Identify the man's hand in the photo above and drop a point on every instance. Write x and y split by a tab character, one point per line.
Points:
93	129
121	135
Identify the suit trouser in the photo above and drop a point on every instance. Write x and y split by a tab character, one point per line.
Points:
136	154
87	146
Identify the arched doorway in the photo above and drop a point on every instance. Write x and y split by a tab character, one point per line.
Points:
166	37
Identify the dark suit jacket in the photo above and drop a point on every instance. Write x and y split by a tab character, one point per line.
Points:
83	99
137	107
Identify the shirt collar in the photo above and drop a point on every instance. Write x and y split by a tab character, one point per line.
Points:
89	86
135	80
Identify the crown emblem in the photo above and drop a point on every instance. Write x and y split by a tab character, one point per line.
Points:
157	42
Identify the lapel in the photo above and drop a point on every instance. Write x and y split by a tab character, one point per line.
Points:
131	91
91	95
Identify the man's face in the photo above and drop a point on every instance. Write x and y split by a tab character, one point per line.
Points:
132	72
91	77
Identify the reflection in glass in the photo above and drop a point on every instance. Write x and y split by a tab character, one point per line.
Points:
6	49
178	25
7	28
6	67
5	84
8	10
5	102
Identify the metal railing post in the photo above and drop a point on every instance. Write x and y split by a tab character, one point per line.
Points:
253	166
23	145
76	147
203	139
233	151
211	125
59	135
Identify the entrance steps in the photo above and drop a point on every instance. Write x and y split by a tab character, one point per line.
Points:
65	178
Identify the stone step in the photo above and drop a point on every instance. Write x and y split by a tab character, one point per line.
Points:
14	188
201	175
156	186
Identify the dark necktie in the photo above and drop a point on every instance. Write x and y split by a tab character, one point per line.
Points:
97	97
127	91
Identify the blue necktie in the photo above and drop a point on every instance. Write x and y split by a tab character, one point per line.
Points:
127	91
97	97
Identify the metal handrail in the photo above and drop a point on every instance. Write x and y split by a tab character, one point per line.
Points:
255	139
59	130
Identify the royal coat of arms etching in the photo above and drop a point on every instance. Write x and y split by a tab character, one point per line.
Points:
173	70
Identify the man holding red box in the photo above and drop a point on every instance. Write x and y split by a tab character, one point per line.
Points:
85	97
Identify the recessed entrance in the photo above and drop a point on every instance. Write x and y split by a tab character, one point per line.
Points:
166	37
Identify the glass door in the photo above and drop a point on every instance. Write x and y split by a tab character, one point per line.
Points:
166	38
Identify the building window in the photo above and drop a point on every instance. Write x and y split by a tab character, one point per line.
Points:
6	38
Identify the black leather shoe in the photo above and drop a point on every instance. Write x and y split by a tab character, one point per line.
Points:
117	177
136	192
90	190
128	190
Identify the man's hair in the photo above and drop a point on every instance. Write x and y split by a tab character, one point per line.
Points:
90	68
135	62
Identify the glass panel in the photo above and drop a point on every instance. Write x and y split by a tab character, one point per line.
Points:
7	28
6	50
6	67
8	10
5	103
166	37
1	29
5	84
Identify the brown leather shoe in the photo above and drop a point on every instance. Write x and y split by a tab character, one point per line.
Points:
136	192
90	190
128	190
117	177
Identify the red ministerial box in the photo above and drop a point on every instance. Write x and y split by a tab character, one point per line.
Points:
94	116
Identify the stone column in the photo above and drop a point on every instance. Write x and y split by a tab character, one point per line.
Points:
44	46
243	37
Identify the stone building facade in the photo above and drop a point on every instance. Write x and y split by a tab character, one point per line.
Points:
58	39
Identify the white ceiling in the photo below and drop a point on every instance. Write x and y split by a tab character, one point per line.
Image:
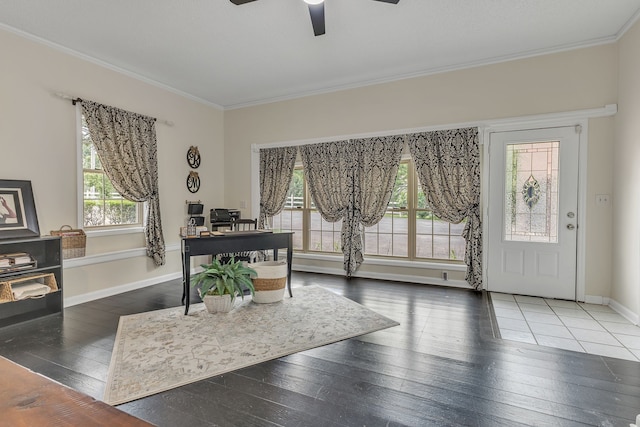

Exercise goal:
Would you return the material above exactly, apart from its pictures?

Reply to the exercise:
Identify the man's hand in the photo above and drop a point on every instance. Write x and y split by a tab character, one point per line.
Points:
93	129
121	135
Identify the suit trouser in the photo above and drop a point on every instance. Write x and y split by a tab character, one point per line.
Points:
136	154
87	146
Identify the arched doorway in the photo above and drop a point on every instance. Write x and y split by a tab character, one point per line.
Points:
166	37
Identify the dark suit jacket in the photo above and drop a point on every instance. Write x and y split by a tab character, one point per line.
Points:
83	99
137	107
Identify the shirt collar in the photo above and drop a point on every instance. Write x and y split by a tab character, one point per line.
Points:
89	86
135	80
Identify the crown emblem in the photo above and drop a point on every instance. Write x and y split by a tab character, one point per line.
Points:
157	42
Identify the lapel in the photo above and drop a point on every instance. Write x and y split by a tab character, one point per line.
Points:
131	91
91	95
Identify the man's face in the photo above and drop a point on every instance. Write x and y split by a tab character, one point per line.
Points:
132	72
91	77
Identify the reflection in glass in the photo above and drop a point on every instance. Write x and y split by a tab character, one point per line.
Points:
6	49
178	25
7	28
6	67
5	84
8	10
5	102
Identify the metal railing post in the photo above and drop a point on every instance. Write x and y split by a tab character, one point per line.
Points:
253	166
23	145
76	147
203	139
233	151
211	125
59	135
Identify the entrance steps in the photo above and drop a point on every instance. Write x and y split by a tab character, one point per line.
Points:
65	178
Identify the stone step in the photo above and drop a point on every instance. Write x and y split by a tab character, one point per line.
Points:
14	188
201	175
156	186
Identify the dark necktie in the photo above and drop a point on every instance. Write x and y split by a tab character, one point per line.
Points:
97	97
127	91
Identify the blue necktie in the photo above and drop a point on every instance. Write x and y split by a tab character, one point per line.
Points:
127	91
97	97
Identify the metal handrail in the photo above and drop a point on every instance. Write x and y split by a tab character, one point per line.
Points:
255	139
59	130
Identify the royal coat of arms etching in the photo above and drop a point on every instance. Write x and y split by a tab character, one point per line.
Points:
173	70
Identify the man holding red box in the photo above and drop a point on every instance. Write x and y split by a tab character, one point per line.
Points:
85	97
Identify the recessed entrance in the photo above and drop a point on every instance. Write x and y split by a tab character, one point per line.
Points:
166	37
Identify the glass door in the photo above and drop a point on every instance. Write x and y split by a tab character, one point per line.
Points:
166	38
Identify the building window in the photo above and drop a point on every instance. Write x and y split by a tab character, one point per line.
Points:
6	38
Identify the black leather shoe in the photo above and drop a point on every instance. Write x and y split by a tab character, one point per line.
Points:
117	177
136	192
90	190
128	190
Identify the man's hair in the photo above and drop a point on every instance. Write x and y split by a tab character, one point per line.
Points:
90	68
135	62
Identify the glass panel in the photo above and drop a point on every instance. Write x and y split by a tab character, one point per line.
Points:
7	28
6	50
6	67
8	10
5	103
166	37
1	29
5	84
Identify the brown leather shoe in the photo above and drop a point on every instance. Write x and y split by a tab character, one point per line.
Points:
136	192
90	190
128	190
117	177
Identify the red ministerial box in the photo above and drop a point on every instance. Write x and y split by a tab character, one point per line.
Points:
94	116
Identify the stone column in the photo above and drop a point on every instance. Write x and y split by a tab character, one point per line.
Points:
44	46
243	37
Identify the stone building facade in the photo above and drop a point on every instance. Write x and y split by a tab character, one point per line.
Points:
58	39
Identify the white ceiling in the photo below and drop a point on every instance. Write x and y split by a tab character, one point per line.
Image:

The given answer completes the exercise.